(TEXT EXCERPT)

Later, appellant sexually assaulted Victim in the living room of the trailer in front of others. One of the other people at appellant’s trailer recognized that Victim needed medical attention and tried to convince appellant to take her to the hospital, but he refused. Victim lay on the floor barely able to move. Regardless, appellant forced Victim to have sex even though she was throwing up bile and told him that she could not have sex.
Finally, one of the people that had been at appellant’s trailer informed law enforcement that a woman had been kidnapped and was being held inside appellant’s trailer. As a result, an officer knocked on appellant’s door, but no one answered. At that time, Victim was locked in a closet and was barely able to move.
Following the visit by the police, appellant told Victim that she needed to leave but that she needed to be quiet because the police had just been by the trailer. Appellant suggested that Victim be dropped off at her grandmother’s house in Pampa. Victim, knowing that she needed immediate medical attention, convinced appellant to drop her off at the Pavilion in Amarillo. She told appellant that she would say that she was “crazy” and that she had made up the abduction. Appellant eventually agreed but made clear to Victim that she needed to “keep her mouth shut.” Victim was dropped off at the Pavilion at 6:33 p.m. on Thursday, October 19.
Victim was transferred to the hospital. While being evaluated, Victim told a sexual assault nurse examiner that, “I was grabbed and chained around the neck and left in a dirty bathtub. I was raped multiple times by three people. The men put their penises in my mouth, my anus[,] and my vagina.” She further explained that, “They beat me many times. One of the males used a dildo in my anus a lot. It hurt so much.”
he results of Victim’s medical evaluation revealed that her colon was beyond six inches from her sphincter, which means that the object that caused the injury had to have penetrated at least that far. Any object that penetrates that deeply can cause the injury sustained by Victim. The penetration caused a hole in Victim’s colon. This is a significantly dangerous injury because the hole can allow air and stool to leak out, which can cause infection and sepsis. The pain level that is expected from this injury would prevent most people from walking, let alone having sex.
Police officers returned to appellant’s trailer and, based on the information provided by Victim, placed appellant under arrest. Appellant was subsequently indicted for three counts of aggravated sexual assault and one count of aggravated kidnapping. The indictment included an enhancement allegation that appellant had previously been convicted of the felony offense of aggravated sexual assault. After a jury trial, appellant was found guilty of one count of aggravated sexual assault, two counts of the lesser- included offense of sexual assault, and one count of aggravated kidnapping. Appellant pled true to the enhancement allegation. After a very brief punishment hearing, the trial court sentenced appellant to life imprisonment on all counts. Appellant did not file a notice of appeal but sought an out-of-time appeal from the Court of Criminal Appeals, which was granted on January 29, 2020.

(End TEXT EXCERPT)

EXERCISES:
• A. Answer these from the court opinion excerpt:
(i) Where was Victim when an officer knocked on appellant's door?
(ii) What offenses was appellant indicted for?
(iii) On what date was the out-of-time appeal granted?
• B. Revise the court opinion excerpt from the words "Following the visit" through the words "Thursday, October 19.", putting "Complainant" wherever "Victim" appears.

(DATA SECTION)

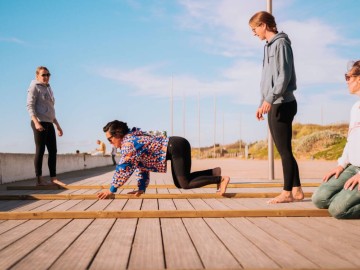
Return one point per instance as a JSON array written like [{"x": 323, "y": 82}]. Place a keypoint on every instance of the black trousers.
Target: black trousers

(End DATA SECTION)

EXERCISE RESPONSES:
• A.
(i) Locked in a closet.
(ii) Three counts of aggravated sexual assault and one count of aggravated kidnapping.
(iii) January 29, 2020.

• B.
Following the visit by the police, appellant told Complainant that she needed to leave but that she needed to be quiet because the police had just been by the trailer. Appellant suggested that Complainant be dropped off at her grandmother’s house in Pampa. Complainant, knowing that she needed immediate medical attention, convinced appellant to drop her off at the Pavilion in Amarillo. She told appellant that she would say that she was “crazy” and that she had made up the abduction. Appellant eventually agreed but made clear to Complainant that she needed to “keep her mouth shut.” Complainant was dropped off at the Pavilion at 6:33 p.m. on Thursday, October 19.